» **BRIEF**: Reproduce the listing below line by line, leaving out the pictures.

>> Begin ENTRIES SHOWN

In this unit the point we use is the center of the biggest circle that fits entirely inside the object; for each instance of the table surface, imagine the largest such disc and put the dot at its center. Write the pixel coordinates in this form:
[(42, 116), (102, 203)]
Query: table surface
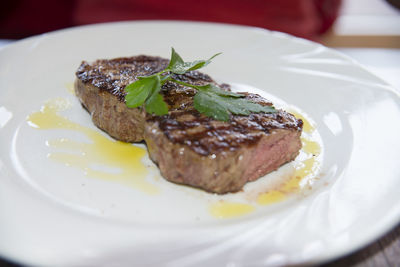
[(384, 63)]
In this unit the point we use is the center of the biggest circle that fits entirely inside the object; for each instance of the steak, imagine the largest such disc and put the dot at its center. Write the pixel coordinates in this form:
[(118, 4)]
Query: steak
[(188, 147)]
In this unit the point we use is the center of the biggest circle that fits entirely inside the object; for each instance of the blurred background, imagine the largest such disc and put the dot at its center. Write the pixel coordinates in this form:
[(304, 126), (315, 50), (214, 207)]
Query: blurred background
[(366, 30)]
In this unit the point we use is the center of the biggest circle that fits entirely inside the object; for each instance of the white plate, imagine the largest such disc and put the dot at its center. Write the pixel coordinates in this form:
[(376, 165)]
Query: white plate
[(52, 214)]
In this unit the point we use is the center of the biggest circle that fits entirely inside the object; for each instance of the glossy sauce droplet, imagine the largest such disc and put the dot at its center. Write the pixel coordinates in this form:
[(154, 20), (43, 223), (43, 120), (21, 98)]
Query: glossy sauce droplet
[(224, 209), (101, 158)]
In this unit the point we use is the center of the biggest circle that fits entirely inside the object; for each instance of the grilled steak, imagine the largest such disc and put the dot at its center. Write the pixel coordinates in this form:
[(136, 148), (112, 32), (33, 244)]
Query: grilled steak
[(188, 147)]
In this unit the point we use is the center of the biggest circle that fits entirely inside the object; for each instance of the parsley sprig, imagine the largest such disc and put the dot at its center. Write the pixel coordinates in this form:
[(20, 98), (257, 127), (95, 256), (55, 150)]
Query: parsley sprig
[(209, 99)]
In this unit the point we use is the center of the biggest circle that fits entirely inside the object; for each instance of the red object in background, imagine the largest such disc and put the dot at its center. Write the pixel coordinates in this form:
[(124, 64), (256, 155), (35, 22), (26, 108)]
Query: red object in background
[(304, 18)]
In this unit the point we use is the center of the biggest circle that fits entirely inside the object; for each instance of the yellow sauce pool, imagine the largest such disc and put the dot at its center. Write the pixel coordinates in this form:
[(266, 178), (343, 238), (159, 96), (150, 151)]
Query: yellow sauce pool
[(100, 158)]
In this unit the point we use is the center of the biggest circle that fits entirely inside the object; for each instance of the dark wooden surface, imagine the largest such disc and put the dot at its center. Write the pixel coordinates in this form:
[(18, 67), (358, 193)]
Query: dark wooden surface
[(383, 252)]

>> End ENTRIES SHOWN

» **OUTPUT OF THE TASK**:
In this unit the point we use is the center of the biggest circle that fits entirely inside the object; for each instance of the table surface, imagine the largest such disc and put the dot at its center. Write the pixel coordinates in this form:
[(42, 116), (102, 203)]
Query: table surface
[(384, 63)]
In this unit the point we use is the center of the biggest circle that fits entirely inside the object; for each instance of the steak, imagine the largest such disc and put the dot at its center. Write the pixel coordinates in this form:
[(118, 4)]
Query: steak
[(188, 147)]
In this unit the point we use is the center of the biggest circle that fits entirely inside the object; for each instance of the blurred background, imagine the largest such disc and put the dot at its center. Write the pixel coordinates in this form:
[(304, 126), (315, 50), (214, 207)]
Query: blurred background
[(366, 30)]
In this unit the point we use is the center of the biggest circle that fits entirely inside the object; for each instance of the white plate, imagine the largest such disc and put the dot at its center. Write the pixel coordinates in this form:
[(376, 165)]
Query: white plate
[(52, 214)]
In this unit the point we use is the center of the biggest circle that fits entirely inside the object; for each instance of the glossy sauce droplet, imagine the largest such disc and put the dot at its center. Write the pixel coordinates in this form:
[(154, 20), (43, 223), (43, 120), (21, 98)]
Query: glossy sauce droplet
[(224, 209), (101, 158)]
In this unit the point we use is the center of the biggest circle that fits entirely inside the object; for each instance of the grilled steak, imagine the largest such disc and put the dot at its center. Write the pixel coordinates in this form:
[(136, 148), (112, 32), (33, 244)]
Query: grilled steak
[(188, 147)]
In this unit the point we use is the center of the biggest circle that fits entirely inside the object; for each instance of the parsley sprig, imagine the largest such disc and put the dot at its center. Write the pixel coordinates in this form:
[(20, 98), (257, 127), (95, 256), (55, 150)]
Query: parsley sprig
[(209, 99)]
In this unit the point we use is the center of the biggest circle that fits entirely inside the object; for each instance of the red object in background, imagine the largest such disc and put the dot at its center. Write the pixel coordinates in this form:
[(124, 64), (256, 155), (35, 22), (26, 108)]
Query: red object in background
[(304, 18)]
In this unit the point we use is the center of the biggest circle that fits entirely inside the object; for each instance of the yellow sauce pool, imagine the largest such disc and put the dot at its center. Write the pixel coordinates in this form:
[(266, 178), (343, 238), (159, 96), (150, 151)]
Query: yellow sauce pool
[(100, 158)]
In this unit the point we use is the center of the biggest circle that fits entirely inside the object; for each instance of the dark wooden surface, imagine the largest such disc and put the dot at its center. Write the pixel coordinates in this form:
[(18, 67), (358, 193)]
Query: dark wooden surface
[(383, 252)]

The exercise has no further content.